— What is needed —
Starting with the line that contains "muzzle in the image above." and going on through the line that contains "[[454, 483, 600, 634], [590, 362, 750, 584]]", rewrite those rows as a JSON list of strings, one string per line, with blank lines omitted. Include both end lines and nothing outside that span.

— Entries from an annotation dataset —
┏━━
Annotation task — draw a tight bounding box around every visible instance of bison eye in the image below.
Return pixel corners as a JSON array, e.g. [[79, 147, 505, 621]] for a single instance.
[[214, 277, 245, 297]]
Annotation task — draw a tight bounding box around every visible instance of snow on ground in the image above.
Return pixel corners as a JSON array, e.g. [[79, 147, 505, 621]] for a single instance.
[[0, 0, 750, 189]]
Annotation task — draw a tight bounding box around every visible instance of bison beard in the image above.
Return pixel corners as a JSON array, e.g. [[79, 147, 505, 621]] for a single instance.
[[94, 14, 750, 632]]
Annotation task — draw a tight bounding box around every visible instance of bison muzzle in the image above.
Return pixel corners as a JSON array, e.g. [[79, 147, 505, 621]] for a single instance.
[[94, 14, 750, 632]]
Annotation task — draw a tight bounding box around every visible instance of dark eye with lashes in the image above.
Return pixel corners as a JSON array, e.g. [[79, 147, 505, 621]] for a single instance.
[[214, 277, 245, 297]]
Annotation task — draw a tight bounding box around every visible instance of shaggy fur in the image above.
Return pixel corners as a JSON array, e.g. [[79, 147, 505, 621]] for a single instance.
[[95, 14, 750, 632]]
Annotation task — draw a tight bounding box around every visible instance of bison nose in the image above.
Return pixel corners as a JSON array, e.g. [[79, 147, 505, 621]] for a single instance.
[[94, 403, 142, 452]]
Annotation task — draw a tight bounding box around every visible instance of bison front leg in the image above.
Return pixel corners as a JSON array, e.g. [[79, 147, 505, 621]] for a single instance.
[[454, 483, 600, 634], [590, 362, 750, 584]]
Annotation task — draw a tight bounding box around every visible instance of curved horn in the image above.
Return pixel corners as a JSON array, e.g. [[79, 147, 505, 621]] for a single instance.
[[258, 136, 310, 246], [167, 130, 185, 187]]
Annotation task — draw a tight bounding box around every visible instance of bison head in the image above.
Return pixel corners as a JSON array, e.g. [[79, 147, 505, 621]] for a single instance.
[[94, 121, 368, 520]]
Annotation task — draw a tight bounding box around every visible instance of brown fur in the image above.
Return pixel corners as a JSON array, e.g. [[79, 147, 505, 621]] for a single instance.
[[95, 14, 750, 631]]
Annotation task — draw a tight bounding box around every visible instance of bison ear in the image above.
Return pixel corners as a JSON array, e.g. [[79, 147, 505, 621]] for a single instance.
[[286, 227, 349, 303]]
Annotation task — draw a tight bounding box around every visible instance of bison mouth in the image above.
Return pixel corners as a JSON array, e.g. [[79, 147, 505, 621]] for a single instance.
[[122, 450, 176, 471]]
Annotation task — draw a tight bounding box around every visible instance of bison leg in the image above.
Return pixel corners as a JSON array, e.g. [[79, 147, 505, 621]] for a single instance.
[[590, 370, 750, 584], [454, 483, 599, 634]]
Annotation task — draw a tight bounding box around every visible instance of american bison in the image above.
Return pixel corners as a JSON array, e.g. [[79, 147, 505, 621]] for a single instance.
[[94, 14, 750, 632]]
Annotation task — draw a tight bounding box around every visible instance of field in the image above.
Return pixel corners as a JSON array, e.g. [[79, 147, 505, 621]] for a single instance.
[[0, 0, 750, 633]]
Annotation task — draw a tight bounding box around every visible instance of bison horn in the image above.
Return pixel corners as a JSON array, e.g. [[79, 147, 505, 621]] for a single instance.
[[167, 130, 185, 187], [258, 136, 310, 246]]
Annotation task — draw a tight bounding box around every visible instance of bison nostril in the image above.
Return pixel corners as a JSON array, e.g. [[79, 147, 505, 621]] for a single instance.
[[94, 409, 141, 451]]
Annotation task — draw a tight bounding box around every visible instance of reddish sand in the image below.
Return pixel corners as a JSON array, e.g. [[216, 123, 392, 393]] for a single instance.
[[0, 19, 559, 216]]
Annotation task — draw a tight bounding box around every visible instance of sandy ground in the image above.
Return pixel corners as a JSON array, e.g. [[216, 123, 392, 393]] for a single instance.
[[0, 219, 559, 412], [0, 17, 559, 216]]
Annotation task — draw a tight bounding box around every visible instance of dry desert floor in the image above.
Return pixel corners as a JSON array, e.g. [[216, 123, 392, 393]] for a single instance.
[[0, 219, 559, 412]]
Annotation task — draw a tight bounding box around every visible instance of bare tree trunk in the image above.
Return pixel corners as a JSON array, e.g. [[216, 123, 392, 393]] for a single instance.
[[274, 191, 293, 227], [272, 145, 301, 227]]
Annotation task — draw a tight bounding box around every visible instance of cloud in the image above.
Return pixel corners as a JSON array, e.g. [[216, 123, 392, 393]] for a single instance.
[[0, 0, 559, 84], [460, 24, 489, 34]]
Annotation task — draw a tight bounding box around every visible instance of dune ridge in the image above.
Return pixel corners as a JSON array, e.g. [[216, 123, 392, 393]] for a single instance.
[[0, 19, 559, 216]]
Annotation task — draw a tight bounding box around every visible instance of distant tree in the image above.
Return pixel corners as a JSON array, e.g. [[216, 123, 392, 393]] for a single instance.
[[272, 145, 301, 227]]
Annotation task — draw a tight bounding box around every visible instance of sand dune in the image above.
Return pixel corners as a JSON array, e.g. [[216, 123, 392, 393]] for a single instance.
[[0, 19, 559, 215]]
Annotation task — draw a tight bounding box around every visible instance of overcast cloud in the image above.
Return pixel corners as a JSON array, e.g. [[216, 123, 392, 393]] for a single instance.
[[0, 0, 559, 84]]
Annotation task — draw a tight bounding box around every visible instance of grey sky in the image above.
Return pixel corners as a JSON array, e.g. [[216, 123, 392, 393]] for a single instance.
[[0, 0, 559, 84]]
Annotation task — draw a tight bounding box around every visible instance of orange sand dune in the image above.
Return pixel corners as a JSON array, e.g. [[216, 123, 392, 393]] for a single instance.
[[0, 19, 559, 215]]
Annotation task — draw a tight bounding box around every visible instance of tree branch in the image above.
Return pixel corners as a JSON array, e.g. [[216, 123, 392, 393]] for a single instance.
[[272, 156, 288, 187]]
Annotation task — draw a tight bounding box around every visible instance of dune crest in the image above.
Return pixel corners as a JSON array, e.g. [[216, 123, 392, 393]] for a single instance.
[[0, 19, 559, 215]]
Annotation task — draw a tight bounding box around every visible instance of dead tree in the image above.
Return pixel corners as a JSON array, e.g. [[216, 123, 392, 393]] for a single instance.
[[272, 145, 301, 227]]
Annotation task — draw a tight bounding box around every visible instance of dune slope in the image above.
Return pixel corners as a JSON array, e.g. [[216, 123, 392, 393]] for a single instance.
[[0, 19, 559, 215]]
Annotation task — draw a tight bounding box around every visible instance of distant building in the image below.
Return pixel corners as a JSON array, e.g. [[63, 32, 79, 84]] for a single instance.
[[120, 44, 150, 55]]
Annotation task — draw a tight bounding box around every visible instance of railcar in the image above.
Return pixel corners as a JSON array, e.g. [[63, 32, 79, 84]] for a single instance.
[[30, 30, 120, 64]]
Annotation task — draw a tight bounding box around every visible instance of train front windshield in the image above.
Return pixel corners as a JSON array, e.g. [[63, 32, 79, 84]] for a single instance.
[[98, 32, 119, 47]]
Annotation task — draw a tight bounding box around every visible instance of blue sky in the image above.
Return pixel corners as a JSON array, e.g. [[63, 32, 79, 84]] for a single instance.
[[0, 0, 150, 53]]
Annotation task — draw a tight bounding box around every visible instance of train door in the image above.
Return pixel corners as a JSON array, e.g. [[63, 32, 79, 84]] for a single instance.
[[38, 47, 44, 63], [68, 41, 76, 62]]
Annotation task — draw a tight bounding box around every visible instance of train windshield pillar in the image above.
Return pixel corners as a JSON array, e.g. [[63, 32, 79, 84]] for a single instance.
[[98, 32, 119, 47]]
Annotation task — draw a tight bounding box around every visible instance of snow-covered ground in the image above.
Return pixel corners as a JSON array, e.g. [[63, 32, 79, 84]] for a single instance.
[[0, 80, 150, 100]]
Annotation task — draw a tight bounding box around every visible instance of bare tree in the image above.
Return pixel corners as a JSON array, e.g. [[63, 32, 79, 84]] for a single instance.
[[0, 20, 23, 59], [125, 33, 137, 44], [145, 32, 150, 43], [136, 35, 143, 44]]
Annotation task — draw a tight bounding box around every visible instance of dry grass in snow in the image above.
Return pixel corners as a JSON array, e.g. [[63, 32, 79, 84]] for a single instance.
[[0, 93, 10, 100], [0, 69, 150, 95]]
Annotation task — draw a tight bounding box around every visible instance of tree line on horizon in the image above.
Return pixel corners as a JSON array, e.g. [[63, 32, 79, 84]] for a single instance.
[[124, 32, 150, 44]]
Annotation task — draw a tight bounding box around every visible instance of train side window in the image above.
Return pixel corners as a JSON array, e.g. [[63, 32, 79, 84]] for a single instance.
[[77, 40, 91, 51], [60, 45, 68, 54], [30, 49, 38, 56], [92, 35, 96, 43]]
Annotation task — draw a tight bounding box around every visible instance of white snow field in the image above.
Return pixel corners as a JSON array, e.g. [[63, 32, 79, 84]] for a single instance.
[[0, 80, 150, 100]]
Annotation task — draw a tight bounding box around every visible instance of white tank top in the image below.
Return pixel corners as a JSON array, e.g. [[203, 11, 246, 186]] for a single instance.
┗━━
— Problem solution —
[
  "Annotation task — draw a tight bounding box around every visible instance of bison muzzle in the image above.",
  "Return pixel corners as a JSON array, e.g. [[79, 147, 505, 621]] for a single instance.",
  "[[94, 14, 750, 632]]",
  "Annotation task — draw a tight bounding box around every visible instance of dark eye with lashes in the image above.",
  "Return pixel corners as a JSON array, e.g. [[79, 147, 505, 621]] for a single instance.",
  "[[214, 277, 245, 297]]",
  "Annotation task — draw a tight bounding box around every visible instance of shaggy fur in the image above.",
  "Return pixel corners as a JSON array, e.g. [[79, 147, 505, 621]] for a single instance.",
  "[[95, 14, 750, 632]]",
  "Annotation task — draw a tight bounding box around every visible instance of bison nose in the image above.",
  "Return pixel corners as a JSON array, e.g. [[79, 147, 505, 621]] for a single instance.",
  "[[94, 403, 142, 452]]",
  "Annotation task — draw a tight bounding box around every visible instance of bison front leg in the image above.",
  "Return pixel corners as a JSON array, e.g. [[79, 147, 505, 621]] for a single instance.",
  "[[454, 483, 600, 634], [590, 362, 750, 584]]"
]